[Dataset records start]
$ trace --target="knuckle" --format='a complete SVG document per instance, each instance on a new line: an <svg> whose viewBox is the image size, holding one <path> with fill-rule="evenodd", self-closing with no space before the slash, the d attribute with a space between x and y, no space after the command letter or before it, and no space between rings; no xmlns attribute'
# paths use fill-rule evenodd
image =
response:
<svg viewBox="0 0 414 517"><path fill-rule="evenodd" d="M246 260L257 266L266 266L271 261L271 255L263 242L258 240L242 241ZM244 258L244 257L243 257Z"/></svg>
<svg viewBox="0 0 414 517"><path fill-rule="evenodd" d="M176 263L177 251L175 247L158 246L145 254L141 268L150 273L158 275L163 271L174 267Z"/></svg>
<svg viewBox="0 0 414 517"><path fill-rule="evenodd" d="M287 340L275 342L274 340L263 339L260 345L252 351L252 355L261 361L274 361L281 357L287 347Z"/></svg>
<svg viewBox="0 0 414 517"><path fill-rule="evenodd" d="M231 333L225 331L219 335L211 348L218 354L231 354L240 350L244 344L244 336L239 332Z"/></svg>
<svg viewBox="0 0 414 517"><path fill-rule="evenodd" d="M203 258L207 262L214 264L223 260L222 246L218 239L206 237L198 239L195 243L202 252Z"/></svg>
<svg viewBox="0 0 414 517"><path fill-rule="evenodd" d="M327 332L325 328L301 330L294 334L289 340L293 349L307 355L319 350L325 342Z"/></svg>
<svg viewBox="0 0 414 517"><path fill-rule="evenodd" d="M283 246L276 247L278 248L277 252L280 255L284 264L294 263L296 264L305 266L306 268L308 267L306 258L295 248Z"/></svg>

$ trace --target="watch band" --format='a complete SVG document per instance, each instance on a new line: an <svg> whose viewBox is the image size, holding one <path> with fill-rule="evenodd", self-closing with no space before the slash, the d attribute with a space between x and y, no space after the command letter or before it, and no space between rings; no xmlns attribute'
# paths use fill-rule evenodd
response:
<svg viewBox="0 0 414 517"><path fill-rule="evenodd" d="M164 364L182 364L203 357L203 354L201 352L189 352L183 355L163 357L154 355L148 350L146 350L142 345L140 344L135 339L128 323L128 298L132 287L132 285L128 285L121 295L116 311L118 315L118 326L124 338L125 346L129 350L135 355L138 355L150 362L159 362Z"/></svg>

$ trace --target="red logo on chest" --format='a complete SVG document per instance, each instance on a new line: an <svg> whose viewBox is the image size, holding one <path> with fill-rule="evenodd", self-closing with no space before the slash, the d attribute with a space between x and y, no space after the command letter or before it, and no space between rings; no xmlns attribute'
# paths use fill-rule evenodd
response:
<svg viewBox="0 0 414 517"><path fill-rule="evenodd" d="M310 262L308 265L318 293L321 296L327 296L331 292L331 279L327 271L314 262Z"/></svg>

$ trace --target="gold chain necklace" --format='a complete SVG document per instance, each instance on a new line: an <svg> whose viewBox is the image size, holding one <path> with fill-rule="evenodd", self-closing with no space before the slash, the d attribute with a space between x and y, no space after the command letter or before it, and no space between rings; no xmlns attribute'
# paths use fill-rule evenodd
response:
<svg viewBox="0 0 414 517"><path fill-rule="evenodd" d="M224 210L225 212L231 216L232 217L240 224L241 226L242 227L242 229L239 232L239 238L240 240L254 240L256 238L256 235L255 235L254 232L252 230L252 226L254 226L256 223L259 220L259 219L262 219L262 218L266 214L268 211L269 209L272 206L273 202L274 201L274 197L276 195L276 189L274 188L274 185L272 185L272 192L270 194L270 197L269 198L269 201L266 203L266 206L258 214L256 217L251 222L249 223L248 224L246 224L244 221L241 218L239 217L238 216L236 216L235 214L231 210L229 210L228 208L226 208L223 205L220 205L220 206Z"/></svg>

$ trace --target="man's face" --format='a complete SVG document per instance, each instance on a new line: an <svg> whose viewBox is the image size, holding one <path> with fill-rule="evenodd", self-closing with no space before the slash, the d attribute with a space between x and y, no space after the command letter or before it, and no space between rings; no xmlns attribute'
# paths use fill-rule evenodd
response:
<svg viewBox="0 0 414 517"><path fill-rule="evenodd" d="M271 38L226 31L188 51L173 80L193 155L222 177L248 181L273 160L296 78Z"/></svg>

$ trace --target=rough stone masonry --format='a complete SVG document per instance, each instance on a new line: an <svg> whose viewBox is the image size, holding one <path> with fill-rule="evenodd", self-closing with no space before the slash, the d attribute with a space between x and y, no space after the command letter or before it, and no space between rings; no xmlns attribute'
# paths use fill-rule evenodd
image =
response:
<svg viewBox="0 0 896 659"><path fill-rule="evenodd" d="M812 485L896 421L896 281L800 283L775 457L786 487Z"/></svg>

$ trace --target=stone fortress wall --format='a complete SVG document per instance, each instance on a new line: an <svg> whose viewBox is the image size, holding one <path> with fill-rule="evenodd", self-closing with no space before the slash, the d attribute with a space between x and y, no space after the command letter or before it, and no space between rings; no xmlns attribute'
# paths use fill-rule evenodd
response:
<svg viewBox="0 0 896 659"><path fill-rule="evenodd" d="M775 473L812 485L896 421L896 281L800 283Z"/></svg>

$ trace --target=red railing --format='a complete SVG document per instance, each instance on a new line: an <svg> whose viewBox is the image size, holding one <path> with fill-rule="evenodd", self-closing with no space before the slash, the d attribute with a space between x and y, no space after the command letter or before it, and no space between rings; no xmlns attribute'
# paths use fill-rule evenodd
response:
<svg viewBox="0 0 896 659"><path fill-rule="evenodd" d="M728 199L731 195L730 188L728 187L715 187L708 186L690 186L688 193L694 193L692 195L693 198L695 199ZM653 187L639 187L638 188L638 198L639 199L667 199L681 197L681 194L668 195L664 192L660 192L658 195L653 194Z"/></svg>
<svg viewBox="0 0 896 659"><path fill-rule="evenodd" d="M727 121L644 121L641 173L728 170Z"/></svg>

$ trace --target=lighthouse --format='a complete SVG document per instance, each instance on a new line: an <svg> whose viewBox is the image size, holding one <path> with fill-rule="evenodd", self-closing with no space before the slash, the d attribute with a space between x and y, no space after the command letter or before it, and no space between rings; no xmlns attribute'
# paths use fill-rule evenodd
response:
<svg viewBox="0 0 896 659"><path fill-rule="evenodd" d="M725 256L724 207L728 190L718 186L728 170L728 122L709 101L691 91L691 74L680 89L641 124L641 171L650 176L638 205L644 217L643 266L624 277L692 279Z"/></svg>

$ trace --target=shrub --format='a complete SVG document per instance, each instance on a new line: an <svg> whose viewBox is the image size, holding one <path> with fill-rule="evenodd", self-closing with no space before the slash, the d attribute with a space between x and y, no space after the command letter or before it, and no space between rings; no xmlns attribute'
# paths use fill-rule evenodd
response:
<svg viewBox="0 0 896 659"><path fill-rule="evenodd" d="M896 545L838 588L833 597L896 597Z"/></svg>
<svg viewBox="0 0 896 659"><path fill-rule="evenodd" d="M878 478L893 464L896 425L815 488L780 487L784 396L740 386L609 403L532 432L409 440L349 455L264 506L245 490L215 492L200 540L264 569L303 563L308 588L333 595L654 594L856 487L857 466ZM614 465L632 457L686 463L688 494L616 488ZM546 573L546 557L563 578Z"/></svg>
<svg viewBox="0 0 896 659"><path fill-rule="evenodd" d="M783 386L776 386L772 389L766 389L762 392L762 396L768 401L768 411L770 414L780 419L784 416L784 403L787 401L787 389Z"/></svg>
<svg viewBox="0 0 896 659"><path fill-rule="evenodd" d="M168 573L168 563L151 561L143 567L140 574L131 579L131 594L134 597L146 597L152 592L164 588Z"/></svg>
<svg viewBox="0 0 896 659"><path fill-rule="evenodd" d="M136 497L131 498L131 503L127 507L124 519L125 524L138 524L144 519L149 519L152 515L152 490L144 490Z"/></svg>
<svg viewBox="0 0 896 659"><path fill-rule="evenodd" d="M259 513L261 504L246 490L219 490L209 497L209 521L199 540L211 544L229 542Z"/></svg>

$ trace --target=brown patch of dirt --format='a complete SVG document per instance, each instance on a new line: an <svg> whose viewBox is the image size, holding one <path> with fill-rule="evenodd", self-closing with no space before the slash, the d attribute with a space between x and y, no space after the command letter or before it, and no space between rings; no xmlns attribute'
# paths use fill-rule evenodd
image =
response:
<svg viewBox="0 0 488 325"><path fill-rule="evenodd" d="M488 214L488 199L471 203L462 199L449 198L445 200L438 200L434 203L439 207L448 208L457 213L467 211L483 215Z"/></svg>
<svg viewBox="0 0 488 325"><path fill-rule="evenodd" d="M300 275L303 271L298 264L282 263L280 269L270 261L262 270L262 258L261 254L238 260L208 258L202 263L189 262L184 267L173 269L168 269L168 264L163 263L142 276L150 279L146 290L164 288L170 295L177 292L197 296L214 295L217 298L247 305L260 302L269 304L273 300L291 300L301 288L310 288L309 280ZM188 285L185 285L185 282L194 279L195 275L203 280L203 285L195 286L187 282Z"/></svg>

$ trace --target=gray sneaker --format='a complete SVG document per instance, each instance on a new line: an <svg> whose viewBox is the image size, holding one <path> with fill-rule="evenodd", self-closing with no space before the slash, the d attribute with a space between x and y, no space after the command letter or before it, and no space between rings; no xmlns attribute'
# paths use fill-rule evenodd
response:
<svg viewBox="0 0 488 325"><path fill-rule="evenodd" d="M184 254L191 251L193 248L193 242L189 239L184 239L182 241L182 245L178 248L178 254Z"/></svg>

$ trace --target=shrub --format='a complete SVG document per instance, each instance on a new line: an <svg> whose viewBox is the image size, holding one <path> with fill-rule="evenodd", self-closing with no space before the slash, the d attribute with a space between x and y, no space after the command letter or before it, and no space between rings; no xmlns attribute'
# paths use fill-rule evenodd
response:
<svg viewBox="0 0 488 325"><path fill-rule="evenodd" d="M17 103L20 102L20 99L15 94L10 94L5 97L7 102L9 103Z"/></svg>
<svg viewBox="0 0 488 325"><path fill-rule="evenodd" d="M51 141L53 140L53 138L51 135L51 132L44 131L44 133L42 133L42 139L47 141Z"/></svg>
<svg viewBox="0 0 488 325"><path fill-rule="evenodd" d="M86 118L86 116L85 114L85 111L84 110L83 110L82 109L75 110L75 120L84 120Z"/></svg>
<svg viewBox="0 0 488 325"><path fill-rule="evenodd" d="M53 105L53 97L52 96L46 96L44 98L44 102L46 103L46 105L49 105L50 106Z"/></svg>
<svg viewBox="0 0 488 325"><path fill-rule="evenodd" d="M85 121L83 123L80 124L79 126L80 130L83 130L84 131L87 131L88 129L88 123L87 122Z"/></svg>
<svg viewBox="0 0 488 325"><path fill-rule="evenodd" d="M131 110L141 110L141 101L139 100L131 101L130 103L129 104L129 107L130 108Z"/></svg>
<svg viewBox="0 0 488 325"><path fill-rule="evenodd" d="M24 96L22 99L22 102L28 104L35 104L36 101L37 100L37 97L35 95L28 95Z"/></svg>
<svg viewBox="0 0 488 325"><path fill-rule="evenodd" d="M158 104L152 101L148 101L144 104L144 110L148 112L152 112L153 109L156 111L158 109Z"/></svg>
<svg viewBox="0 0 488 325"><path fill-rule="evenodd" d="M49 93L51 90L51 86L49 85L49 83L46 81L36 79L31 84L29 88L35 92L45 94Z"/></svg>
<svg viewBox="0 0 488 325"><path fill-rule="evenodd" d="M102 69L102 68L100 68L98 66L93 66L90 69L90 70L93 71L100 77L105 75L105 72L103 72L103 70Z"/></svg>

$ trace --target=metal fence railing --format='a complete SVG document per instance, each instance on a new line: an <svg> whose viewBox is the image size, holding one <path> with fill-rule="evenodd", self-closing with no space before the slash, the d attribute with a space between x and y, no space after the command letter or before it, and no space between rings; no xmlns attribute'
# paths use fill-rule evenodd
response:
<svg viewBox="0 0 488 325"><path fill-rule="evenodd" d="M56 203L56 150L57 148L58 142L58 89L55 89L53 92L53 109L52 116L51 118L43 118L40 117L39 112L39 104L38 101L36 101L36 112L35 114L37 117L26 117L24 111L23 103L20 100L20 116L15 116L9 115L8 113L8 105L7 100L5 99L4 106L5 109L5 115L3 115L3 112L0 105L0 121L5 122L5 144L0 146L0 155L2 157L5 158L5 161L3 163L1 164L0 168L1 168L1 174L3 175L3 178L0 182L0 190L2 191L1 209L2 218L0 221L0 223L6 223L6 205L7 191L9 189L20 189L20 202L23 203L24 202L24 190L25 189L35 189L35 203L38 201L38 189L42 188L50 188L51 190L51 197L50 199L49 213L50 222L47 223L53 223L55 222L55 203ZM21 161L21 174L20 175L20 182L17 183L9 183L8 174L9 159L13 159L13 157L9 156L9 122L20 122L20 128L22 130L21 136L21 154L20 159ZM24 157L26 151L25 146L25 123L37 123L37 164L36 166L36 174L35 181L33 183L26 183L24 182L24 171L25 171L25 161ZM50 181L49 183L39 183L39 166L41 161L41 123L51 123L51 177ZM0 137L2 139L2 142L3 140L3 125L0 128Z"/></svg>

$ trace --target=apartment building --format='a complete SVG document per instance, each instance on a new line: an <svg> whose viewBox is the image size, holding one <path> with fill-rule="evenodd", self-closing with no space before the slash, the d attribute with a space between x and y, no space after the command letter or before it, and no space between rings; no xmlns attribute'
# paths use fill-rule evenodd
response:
[Dataset records end]
Print the material again unchanged, from the line with "trace --target=lighthouse --format='a" up to and including the line with "256L724 207L728 190L718".

> Answer to the problem:
$ trace --target=lighthouse --format='a complete SVG document per instance, each instance on a new line: an <svg> whose viewBox is the image size, holding one <path> with fill-rule="evenodd", self-closing with no space before the slash, the d attribute with a space between x and y, no space after the command letter or before it, and no space between rings; no xmlns attribute'
# paths use fill-rule evenodd
response:
<svg viewBox="0 0 896 659"><path fill-rule="evenodd" d="M725 256L724 207L728 190L718 186L728 170L728 122L709 101L691 91L691 74L680 89L641 124L641 171L650 176L638 205L644 217L643 266L624 277L692 279Z"/></svg>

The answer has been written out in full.